---- Information provided

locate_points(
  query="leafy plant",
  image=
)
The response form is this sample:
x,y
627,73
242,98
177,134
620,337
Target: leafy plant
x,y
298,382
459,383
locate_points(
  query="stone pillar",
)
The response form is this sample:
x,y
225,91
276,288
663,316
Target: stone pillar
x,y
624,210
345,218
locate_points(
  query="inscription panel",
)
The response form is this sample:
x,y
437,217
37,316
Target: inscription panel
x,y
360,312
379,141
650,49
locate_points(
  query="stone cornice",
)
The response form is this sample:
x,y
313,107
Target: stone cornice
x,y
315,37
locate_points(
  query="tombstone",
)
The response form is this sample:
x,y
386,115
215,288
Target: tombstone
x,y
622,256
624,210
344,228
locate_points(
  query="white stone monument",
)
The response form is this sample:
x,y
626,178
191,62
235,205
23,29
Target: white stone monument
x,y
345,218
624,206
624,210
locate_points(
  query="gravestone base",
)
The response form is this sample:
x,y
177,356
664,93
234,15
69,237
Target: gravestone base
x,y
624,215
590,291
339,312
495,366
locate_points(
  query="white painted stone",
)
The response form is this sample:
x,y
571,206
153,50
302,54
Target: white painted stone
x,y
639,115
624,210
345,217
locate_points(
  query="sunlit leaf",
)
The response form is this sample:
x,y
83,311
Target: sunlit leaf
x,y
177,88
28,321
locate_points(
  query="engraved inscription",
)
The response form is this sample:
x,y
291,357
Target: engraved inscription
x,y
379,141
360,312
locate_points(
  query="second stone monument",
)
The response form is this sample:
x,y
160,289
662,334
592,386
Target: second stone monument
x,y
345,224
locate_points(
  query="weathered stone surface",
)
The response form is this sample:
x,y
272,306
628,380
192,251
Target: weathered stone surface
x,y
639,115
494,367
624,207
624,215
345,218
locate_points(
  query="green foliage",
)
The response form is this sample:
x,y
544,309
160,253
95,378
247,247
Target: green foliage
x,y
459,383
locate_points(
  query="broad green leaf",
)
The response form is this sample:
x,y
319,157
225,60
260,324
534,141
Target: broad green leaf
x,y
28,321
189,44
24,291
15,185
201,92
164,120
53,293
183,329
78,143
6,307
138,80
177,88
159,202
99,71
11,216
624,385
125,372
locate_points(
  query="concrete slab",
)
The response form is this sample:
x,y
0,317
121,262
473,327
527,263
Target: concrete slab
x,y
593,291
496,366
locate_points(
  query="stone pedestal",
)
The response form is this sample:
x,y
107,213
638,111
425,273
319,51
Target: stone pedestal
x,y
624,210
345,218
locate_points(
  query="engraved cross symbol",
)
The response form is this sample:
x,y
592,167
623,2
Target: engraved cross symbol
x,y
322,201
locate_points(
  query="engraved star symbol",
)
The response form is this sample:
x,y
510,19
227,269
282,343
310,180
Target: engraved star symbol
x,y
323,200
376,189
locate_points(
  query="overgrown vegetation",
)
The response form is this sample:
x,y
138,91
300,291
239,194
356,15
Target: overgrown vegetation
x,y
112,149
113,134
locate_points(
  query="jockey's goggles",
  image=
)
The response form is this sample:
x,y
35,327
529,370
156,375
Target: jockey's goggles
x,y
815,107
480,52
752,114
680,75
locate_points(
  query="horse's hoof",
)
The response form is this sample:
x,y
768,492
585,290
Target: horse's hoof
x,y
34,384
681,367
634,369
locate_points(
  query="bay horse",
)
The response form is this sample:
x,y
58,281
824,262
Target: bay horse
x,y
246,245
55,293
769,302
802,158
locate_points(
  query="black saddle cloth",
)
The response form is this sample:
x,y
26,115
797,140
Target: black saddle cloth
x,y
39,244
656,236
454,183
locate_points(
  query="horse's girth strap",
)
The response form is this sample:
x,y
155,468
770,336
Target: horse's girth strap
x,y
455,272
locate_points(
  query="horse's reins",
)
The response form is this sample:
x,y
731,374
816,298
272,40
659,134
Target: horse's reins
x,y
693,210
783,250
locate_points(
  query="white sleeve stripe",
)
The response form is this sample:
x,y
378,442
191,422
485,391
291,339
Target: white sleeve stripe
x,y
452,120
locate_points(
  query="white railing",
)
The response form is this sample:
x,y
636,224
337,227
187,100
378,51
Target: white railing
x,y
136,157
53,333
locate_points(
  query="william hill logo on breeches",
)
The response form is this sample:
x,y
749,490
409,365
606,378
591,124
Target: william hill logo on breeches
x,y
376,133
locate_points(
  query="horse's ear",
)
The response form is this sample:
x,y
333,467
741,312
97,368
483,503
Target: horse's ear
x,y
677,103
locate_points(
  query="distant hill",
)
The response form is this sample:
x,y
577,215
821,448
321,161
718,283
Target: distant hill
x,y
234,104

--------

Given exercise>
Report every line of the records above that contains the word "broad", treating uppercase and lowercase as distinct.

Written answer>
  query="broad green leaf",
Target: broad green leaf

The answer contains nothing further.